Listing »

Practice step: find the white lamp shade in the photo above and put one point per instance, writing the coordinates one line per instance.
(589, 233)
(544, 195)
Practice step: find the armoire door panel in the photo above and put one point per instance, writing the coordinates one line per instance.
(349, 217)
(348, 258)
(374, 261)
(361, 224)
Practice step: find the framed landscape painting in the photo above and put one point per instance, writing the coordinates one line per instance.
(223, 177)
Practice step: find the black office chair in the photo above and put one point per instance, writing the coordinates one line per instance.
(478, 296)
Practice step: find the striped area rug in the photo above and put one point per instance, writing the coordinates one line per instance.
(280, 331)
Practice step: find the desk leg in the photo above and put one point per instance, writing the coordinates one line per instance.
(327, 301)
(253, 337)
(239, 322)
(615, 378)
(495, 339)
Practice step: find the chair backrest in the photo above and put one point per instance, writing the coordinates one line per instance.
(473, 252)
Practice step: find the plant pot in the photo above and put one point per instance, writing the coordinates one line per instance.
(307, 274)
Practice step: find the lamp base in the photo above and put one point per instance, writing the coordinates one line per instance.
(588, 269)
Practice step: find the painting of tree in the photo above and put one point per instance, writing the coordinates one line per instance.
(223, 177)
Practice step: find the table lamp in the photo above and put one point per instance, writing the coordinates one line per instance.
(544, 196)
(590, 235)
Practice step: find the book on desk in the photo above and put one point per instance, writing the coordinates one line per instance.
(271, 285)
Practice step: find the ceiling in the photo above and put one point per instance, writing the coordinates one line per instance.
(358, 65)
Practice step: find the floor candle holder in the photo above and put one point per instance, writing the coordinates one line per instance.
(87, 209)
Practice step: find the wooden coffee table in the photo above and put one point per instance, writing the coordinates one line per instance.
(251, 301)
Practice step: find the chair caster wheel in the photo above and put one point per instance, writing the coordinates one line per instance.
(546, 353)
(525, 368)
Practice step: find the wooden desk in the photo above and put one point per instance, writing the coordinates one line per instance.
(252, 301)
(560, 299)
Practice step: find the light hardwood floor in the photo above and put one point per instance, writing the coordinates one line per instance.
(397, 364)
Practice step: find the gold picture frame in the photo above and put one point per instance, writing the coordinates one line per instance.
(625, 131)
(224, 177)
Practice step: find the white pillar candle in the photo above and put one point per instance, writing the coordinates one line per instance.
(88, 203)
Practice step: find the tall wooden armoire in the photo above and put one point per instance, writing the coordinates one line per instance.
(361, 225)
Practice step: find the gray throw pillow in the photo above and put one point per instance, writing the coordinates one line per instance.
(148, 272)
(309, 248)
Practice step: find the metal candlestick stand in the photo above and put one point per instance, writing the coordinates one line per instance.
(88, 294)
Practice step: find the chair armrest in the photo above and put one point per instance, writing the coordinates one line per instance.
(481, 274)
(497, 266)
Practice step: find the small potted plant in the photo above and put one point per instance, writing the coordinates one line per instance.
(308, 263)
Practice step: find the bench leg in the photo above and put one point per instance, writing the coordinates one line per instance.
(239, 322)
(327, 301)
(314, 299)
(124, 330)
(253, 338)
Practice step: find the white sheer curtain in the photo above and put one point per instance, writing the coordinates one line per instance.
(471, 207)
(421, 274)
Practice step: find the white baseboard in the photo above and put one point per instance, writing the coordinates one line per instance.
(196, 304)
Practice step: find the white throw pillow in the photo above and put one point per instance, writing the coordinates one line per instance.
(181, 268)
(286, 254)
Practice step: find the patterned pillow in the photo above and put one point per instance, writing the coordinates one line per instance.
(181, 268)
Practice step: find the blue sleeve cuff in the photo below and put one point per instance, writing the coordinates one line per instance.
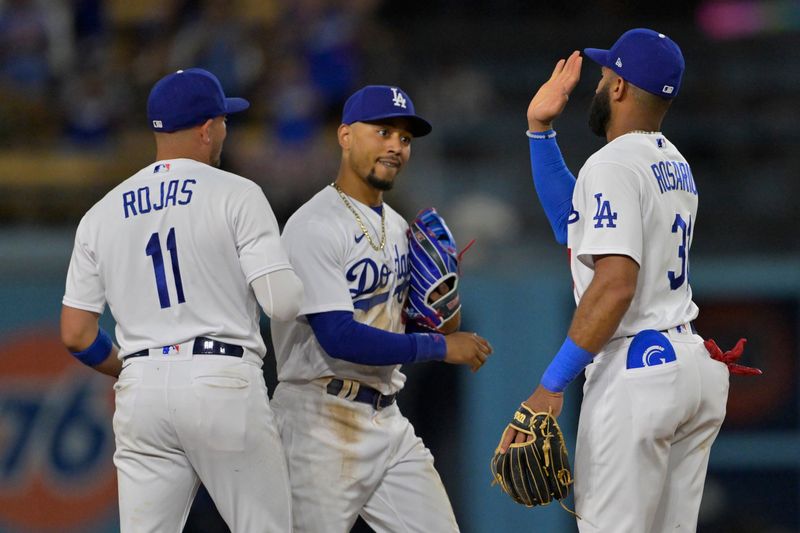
(570, 360)
(430, 347)
(343, 338)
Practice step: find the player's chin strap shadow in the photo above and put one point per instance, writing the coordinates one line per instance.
(731, 357)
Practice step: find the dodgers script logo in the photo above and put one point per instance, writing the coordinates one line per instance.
(366, 279)
(398, 100)
(56, 441)
(650, 348)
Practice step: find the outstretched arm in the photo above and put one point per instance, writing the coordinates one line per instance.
(82, 336)
(553, 181)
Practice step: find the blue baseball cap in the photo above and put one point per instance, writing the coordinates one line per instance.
(188, 98)
(376, 102)
(648, 59)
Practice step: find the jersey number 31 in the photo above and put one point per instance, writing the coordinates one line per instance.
(676, 279)
(153, 249)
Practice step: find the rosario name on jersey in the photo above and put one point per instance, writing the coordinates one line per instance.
(172, 250)
(637, 197)
(342, 272)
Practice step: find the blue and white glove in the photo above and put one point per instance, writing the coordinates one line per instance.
(433, 258)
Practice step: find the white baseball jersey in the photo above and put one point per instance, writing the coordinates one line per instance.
(637, 197)
(652, 403)
(173, 249)
(342, 272)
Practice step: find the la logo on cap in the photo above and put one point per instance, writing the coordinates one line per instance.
(398, 99)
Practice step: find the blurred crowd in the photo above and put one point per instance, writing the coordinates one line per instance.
(75, 74)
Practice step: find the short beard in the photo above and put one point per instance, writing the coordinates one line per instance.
(600, 113)
(375, 181)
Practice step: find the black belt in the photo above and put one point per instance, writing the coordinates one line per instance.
(365, 394)
(202, 346)
(679, 327)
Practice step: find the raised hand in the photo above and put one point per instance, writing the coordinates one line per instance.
(541, 401)
(551, 98)
(467, 349)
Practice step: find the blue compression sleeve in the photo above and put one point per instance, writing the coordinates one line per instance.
(553, 181)
(565, 366)
(343, 338)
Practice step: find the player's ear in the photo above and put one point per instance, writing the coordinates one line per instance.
(619, 89)
(205, 131)
(344, 135)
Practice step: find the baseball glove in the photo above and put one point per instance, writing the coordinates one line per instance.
(433, 259)
(537, 471)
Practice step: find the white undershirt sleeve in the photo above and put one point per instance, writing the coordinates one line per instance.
(280, 294)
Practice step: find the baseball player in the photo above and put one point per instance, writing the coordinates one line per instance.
(654, 400)
(350, 450)
(181, 251)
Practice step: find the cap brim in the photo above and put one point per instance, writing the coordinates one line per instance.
(234, 105)
(417, 126)
(598, 55)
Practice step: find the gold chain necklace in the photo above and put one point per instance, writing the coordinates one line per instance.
(376, 247)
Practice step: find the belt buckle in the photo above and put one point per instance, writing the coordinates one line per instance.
(377, 402)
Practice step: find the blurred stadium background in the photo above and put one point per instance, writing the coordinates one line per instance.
(74, 78)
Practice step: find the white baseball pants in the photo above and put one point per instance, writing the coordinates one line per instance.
(644, 438)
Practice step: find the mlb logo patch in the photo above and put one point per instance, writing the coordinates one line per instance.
(172, 348)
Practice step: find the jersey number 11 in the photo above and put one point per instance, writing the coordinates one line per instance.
(153, 249)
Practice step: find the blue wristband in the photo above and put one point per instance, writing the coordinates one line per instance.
(565, 366)
(553, 181)
(430, 347)
(97, 352)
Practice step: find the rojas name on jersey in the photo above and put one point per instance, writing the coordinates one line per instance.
(146, 199)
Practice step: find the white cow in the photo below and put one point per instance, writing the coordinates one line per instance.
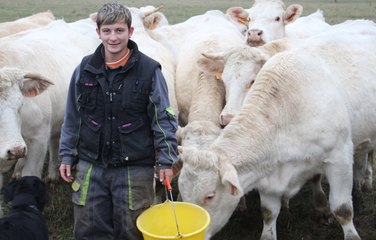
(267, 20)
(18, 91)
(143, 19)
(22, 24)
(247, 62)
(211, 30)
(305, 112)
(53, 52)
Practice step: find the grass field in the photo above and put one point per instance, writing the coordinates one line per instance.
(295, 224)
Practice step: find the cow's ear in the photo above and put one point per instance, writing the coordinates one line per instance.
(292, 13)
(211, 62)
(238, 14)
(34, 84)
(229, 178)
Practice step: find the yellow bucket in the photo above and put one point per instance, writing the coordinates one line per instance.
(158, 222)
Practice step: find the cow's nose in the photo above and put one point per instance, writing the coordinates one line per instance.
(254, 33)
(16, 152)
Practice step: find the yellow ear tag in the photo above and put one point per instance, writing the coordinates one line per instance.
(243, 21)
(75, 186)
(170, 110)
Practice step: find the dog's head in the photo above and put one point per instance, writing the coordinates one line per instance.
(28, 190)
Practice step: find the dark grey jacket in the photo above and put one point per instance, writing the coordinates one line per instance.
(106, 137)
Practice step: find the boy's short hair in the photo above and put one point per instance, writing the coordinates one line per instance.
(111, 13)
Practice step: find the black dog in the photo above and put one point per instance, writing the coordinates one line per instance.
(25, 221)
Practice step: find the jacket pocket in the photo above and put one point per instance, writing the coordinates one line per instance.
(90, 138)
(136, 140)
(80, 185)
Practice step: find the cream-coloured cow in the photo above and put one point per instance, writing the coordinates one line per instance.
(52, 51)
(211, 30)
(267, 20)
(306, 112)
(143, 19)
(22, 24)
(246, 63)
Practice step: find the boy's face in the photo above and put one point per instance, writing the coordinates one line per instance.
(115, 38)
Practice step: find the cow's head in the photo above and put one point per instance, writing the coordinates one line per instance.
(267, 20)
(239, 67)
(212, 183)
(14, 86)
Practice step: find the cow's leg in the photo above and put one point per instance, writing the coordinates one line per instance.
(270, 208)
(367, 184)
(320, 201)
(53, 163)
(339, 175)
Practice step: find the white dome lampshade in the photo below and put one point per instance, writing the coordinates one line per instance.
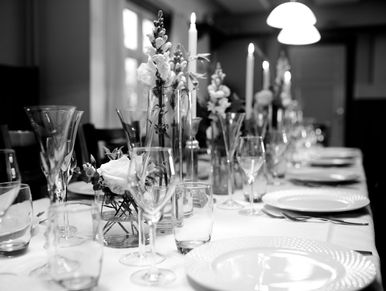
(299, 35)
(291, 13)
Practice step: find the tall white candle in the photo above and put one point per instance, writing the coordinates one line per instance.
(266, 76)
(249, 81)
(287, 82)
(193, 63)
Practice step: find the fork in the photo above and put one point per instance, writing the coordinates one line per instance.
(303, 218)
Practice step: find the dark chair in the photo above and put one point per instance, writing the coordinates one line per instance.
(97, 138)
(28, 158)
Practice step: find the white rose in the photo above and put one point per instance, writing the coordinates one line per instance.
(115, 174)
(146, 73)
(163, 66)
(264, 97)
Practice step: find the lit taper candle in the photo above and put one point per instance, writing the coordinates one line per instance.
(249, 81)
(193, 63)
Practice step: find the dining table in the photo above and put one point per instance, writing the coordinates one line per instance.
(228, 224)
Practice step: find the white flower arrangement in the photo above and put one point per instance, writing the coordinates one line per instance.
(218, 94)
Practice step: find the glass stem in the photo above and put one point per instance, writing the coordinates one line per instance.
(230, 192)
(251, 181)
(141, 238)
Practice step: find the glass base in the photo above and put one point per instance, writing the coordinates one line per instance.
(250, 211)
(153, 277)
(137, 259)
(230, 204)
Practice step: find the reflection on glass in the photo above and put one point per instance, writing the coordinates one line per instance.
(147, 27)
(130, 20)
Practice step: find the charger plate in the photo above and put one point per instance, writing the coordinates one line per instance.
(323, 176)
(81, 188)
(277, 263)
(338, 153)
(316, 200)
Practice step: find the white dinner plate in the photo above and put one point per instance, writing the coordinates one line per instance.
(323, 176)
(316, 200)
(337, 153)
(81, 188)
(277, 263)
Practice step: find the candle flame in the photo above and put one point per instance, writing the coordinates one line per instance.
(251, 48)
(287, 76)
(193, 18)
(265, 65)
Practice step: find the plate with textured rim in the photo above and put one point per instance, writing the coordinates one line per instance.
(277, 263)
(81, 188)
(316, 200)
(324, 176)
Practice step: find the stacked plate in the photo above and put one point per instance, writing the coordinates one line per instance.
(316, 200)
(277, 263)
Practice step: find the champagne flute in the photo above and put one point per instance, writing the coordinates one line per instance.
(251, 156)
(152, 184)
(230, 125)
(10, 179)
(277, 145)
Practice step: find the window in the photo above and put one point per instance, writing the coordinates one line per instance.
(137, 23)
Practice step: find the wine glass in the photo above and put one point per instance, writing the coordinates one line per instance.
(134, 124)
(230, 125)
(277, 145)
(69, 163)
(10, 179)
(51, 126)
(152, 183)
(251, 156)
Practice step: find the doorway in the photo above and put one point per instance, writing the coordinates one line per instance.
(319, 78)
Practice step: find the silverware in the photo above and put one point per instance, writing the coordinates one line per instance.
(303, 218)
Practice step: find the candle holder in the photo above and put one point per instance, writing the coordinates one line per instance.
(191, 149)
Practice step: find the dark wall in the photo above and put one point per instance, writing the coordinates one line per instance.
(19, 86)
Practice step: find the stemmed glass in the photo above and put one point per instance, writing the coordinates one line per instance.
(69, 162)
(10, 179)
(135, 127)
(230, 125)
(134, 124)
(152, 183)
(251, 156)
(51, 126)
(277, 145)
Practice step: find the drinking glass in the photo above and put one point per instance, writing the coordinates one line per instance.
(69, 163)
(16, 224)
(134, 123)
(193, 210)
(9, 172)
(75, 260)
(152, 184)
(230, 125)
(251, 156)
(277, 145)
(51, 126)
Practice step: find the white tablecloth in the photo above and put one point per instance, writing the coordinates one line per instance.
(227, 224)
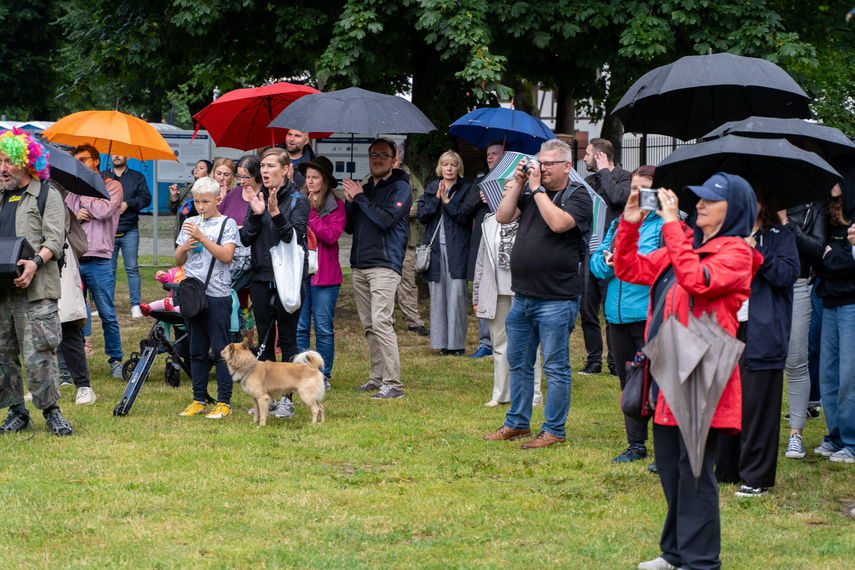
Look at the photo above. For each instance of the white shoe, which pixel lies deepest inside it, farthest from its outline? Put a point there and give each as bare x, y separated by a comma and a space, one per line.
656, 564
85, 396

Instructions to follow » From the line containing "Practice step: find the candle holder" down to the last line of the data, print every line exactly and nothing else. Pictures stay out of the copy.

Solution to this task »
Practice step: find the candle holder in the photo above and put one point per instance, writing the coordinates one line per instance.
(191, 149)
Practice step: find the dark wall in the photo above and put one point per instance, writing the coordinates one line per instance.
(19, 86)
Practice step: find the stemmed glass in the photo above and put one point per instance, writing the coordinates one line per instance.
(69, 162)
(10, 179)
(135, 127)
(230, 125)
(134, 124)
(152, 183)
(251, 156)
(51, 126)
(277, 145)
Practice step: find the drinking glass in the photo above and put one point per instance, writing the coordinates one line per instance.
(69, 163)
(16, 224)
(134, 123)
(193, 210)
(9, 172)
(75, 260)
(152, 184)
(230, 125)
(251, 156)
(277, 145)
(51, 126)
Practice step: find the white tablecloth in the photo above and put one point per instance, writing the coordinates one line per instance.
(227, 224)
Look at the photo above. For each instance of the white shoe, which pixel lies deepest inside it, farthest from its outline? Put a point there and give each as bare x, y separated by a comma and a space, one per line.
656, 564
85, 396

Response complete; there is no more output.